Exactly reproduce the lines that follow.

Object outline annotations
==============================

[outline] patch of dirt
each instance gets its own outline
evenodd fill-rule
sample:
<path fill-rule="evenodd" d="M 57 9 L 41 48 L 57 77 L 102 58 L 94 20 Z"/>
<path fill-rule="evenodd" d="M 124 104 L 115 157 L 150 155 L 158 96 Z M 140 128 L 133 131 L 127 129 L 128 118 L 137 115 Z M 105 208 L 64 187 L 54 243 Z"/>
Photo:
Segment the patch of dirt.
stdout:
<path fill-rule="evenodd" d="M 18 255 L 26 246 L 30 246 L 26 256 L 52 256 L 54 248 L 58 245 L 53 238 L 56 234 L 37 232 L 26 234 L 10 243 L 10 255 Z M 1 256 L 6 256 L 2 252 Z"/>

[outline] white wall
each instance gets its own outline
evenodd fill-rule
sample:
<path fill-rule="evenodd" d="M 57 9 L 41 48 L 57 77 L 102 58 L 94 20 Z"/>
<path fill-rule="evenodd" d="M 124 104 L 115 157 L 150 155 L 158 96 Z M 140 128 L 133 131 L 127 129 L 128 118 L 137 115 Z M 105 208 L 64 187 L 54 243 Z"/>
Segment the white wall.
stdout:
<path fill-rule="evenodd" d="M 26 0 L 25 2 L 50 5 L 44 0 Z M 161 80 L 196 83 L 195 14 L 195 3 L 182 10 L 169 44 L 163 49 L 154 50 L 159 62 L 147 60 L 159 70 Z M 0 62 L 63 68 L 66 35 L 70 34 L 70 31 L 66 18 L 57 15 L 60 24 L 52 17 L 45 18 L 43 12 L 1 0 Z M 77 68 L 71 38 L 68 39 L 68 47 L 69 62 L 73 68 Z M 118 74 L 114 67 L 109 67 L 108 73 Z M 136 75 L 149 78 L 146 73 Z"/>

==============================

> Response to this exercise
[outline] patch of dirt
each instance gets its own outline
evenodd fill-rule
sample:
<path fill-rule="evenodd" d="M 57 9 L 41 48 L 57 77 L 102 58 L 94 20 Z"/>
<path fill-rule="evenodd" d="M 124 104 L 115 157 L 150 155 L 158 96 Z M 140 128 L 133 131 L 127 129 L 128 118 L 137 115 Z M 105 208 L 64 187 L 54 243 Z"/>
Photo:
Segment the patch of dirt.
stdout:
<path fill-rule="evenodd" d="M 18 255 L 26 246 L 30 246 L 26 256 L 52 256 L 54 248 L 58 245 L 53 238 L 56 234 L 37 232 L 26 234 L 10 243 L 10 255 Z M 1 256 L 6 256 L 2 252 Z"/>

[outline] white wall
each instance gets its own outline
evenodd fill-rule
sample:
<path fill-rule="evenodd" d="M 57 9 L 41 48 L 57 77 L 102 58 L 94 20 Z"/>
<path fill-rule="evenodd" d="M 124 104 L 115 157 L 150 155 L 158 96 Z M 140 128 L 133 131 L 127 129 L 128 118 L 137 115 Z M 105 208 L 64 187 L 54 243 Z"/>
Segment the white wall.
stdout:
<path fill-rule="evenodd" d="M 26 0 L 25 2 L 50 5 L 44 0 Z M 161 80 L 196 83 L 195 14 L 195 3 L 182 10 L 169 44 L 163 49 L 154 50 L 159 62 L 147 60 L 159 70 Z M 0 62 L 63 68 L 66 35 L 70 34 L 70 31 L 66 18 L 57 15 L 60 24 L 52 17 L 45 18 L 43 12 L 1 0 Z M 77 68 L 71 38 L 68 39 L 68 47 L 69 62 L 73 68 Z M 118 74 L 114 67 L 109 67 L 108 73 Z M 136 75 L 149 78 L 146 73 Z"/>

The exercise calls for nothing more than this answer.